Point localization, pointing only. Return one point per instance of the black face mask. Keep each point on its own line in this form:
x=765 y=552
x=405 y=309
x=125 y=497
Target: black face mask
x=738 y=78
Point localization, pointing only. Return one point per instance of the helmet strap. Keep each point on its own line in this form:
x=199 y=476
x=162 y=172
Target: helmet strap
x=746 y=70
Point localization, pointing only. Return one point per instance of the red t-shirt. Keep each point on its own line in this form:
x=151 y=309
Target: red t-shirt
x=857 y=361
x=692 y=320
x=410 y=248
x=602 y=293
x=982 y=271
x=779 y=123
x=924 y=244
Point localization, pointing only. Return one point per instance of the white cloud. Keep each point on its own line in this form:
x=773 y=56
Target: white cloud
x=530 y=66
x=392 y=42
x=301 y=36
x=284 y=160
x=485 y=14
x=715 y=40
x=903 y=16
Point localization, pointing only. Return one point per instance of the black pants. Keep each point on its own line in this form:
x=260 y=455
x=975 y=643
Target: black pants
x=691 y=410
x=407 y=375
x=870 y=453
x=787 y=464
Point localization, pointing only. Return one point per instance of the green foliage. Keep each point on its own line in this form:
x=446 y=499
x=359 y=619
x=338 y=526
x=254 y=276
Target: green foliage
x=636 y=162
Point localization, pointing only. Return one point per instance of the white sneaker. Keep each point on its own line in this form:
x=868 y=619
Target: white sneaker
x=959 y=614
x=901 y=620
____________
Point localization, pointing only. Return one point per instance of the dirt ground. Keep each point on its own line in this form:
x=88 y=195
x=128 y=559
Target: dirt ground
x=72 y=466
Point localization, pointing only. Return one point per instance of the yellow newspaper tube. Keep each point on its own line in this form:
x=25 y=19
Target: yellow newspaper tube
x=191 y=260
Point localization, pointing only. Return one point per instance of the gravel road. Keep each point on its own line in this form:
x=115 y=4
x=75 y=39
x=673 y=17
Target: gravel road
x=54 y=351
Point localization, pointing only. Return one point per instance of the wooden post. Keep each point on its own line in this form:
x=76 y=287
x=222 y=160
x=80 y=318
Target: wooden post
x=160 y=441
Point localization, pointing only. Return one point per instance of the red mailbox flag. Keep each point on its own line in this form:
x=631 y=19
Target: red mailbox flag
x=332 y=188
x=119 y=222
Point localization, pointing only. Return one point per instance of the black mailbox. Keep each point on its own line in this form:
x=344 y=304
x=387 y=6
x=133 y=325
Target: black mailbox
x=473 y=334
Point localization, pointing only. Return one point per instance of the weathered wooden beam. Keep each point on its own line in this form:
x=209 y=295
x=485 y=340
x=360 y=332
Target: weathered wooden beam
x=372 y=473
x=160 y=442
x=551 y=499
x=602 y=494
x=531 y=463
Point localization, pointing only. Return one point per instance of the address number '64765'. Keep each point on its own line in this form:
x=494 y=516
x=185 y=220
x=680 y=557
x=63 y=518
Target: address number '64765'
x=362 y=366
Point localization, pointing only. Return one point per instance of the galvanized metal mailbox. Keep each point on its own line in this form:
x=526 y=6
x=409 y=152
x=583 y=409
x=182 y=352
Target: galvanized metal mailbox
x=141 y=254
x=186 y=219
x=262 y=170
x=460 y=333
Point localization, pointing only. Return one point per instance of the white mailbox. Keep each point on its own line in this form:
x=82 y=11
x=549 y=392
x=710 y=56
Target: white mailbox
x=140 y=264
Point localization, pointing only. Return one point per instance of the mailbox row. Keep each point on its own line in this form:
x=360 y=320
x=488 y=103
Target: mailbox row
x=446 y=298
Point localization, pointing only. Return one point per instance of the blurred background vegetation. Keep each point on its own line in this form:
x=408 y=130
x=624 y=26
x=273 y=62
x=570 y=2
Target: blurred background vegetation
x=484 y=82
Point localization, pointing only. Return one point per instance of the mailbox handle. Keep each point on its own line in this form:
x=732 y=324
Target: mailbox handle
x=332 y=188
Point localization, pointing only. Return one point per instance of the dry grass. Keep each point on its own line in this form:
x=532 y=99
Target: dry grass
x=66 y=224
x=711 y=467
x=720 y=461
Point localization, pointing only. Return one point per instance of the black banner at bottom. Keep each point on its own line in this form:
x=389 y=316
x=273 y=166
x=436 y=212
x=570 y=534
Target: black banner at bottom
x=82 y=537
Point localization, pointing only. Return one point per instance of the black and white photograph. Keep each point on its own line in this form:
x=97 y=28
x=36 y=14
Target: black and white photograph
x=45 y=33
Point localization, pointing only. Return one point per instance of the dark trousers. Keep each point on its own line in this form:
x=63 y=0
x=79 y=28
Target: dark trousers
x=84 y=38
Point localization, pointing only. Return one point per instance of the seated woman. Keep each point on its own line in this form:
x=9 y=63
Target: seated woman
____________
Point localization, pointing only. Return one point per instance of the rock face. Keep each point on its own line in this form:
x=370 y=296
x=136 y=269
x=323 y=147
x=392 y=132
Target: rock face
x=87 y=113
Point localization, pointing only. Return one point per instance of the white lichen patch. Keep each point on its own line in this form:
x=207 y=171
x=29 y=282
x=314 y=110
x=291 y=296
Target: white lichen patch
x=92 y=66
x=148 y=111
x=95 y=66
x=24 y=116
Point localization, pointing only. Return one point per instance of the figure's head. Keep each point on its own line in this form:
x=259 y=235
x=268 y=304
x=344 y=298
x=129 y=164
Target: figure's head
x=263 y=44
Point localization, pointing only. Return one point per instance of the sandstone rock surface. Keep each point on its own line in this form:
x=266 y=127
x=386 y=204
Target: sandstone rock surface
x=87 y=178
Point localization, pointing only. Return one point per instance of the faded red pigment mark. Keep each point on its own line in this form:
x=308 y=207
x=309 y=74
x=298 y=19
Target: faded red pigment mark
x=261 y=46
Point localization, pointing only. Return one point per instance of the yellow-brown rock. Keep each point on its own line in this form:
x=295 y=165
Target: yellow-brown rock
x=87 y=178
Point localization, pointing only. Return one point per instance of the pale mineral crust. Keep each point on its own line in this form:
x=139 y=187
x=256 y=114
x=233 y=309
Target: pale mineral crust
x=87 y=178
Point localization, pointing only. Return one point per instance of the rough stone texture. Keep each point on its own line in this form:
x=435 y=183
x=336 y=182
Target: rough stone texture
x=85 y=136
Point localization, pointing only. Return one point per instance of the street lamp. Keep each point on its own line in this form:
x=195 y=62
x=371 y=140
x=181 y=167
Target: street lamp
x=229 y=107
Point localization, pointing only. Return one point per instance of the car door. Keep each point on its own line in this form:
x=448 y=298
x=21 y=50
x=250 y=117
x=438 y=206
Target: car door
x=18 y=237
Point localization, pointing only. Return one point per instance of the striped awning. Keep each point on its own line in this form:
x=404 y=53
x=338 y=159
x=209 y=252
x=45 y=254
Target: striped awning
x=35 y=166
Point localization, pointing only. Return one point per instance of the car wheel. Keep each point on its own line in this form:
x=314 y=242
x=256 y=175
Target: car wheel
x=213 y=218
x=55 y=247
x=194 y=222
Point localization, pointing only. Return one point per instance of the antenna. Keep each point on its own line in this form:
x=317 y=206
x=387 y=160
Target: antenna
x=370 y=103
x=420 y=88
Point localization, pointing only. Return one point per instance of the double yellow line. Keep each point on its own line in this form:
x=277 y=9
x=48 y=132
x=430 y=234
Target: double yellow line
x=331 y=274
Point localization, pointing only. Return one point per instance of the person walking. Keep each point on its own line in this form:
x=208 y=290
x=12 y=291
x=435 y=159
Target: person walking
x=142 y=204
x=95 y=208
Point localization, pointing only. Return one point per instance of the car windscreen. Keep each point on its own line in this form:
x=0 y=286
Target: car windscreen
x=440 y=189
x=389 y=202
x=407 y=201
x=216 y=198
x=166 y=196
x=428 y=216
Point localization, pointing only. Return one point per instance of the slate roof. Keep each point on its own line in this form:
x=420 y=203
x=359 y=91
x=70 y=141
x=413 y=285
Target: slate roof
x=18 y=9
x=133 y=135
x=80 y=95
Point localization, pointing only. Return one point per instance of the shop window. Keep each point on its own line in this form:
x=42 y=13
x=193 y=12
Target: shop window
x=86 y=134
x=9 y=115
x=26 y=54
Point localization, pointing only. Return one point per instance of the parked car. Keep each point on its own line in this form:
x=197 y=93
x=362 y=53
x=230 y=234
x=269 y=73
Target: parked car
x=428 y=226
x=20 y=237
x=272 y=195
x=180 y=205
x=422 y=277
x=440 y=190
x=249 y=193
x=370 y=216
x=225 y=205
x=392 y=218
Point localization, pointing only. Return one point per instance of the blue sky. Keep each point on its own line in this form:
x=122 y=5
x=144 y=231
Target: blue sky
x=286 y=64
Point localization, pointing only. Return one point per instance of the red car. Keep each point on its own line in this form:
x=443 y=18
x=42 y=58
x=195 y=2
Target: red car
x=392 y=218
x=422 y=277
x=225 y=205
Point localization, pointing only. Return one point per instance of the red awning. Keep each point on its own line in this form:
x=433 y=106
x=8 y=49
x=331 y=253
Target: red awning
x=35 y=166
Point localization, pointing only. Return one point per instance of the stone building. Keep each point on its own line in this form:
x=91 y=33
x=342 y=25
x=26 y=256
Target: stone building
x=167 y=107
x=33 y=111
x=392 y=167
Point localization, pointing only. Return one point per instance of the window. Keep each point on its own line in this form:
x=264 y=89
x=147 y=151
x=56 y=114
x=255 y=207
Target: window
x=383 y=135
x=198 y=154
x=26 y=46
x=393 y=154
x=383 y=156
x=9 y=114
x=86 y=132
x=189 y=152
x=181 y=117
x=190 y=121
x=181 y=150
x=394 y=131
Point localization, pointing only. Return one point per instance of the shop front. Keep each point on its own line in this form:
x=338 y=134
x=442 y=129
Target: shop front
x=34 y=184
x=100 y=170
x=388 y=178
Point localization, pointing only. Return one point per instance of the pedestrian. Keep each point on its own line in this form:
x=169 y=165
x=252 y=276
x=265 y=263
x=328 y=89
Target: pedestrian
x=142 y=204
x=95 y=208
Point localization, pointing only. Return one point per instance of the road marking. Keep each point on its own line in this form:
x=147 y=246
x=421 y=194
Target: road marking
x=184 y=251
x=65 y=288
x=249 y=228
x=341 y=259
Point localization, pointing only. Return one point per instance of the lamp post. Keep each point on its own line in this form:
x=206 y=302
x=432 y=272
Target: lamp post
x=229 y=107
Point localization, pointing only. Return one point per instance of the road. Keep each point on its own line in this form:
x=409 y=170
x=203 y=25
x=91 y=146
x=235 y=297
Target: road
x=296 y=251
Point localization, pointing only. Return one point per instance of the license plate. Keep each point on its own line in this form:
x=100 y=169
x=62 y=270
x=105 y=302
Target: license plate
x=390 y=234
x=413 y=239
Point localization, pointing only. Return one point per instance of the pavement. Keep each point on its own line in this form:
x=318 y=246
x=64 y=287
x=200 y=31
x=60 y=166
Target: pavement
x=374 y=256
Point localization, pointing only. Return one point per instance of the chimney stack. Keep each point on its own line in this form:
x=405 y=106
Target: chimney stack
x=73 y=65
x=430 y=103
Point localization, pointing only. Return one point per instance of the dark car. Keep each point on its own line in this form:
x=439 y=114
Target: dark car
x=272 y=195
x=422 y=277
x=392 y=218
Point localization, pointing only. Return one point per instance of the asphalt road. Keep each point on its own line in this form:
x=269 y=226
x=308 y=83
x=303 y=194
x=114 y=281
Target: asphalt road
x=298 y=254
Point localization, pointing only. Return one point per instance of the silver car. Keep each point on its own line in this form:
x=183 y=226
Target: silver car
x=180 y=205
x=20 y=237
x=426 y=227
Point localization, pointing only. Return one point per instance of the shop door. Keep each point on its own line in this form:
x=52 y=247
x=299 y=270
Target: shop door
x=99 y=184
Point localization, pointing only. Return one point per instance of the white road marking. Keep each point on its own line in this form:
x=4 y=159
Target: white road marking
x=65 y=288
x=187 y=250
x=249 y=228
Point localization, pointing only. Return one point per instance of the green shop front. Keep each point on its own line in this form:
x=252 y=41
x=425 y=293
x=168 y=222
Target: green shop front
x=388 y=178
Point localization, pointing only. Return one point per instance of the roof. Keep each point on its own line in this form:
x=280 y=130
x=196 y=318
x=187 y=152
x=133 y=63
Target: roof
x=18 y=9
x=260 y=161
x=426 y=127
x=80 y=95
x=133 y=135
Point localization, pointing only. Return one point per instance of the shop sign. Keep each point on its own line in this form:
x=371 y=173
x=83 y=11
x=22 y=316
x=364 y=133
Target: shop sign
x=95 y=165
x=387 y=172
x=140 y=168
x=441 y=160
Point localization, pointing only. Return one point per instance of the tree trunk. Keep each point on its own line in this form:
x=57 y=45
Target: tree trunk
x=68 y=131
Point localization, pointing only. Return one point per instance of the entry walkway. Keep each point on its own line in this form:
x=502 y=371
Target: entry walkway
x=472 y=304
____________
• _Written problem_
Give again, word for word, the lines above from the line with "the white cloud." to the line with "x=787 y=464", including both of those lines.

• _The completed task_
Point localization, pointing only. Return one point per instance of the white cloud. Keep each point on its own line in this form:
x=773 y=56
Target: white cloud
x=530 y=66
x=392 y=42
x=301 y=36
x=284 y=160
x=485 y=14
x=715 y=40
x=903 y=16
Point localization, pointing only. Return one point per instance of the black pants. Keep each point on its own line in this form:
x=260 y=455
x=975 y=643
Target: black pants
x=691 y=410
x=407 y=375
x=870 y=453
x=787 y=464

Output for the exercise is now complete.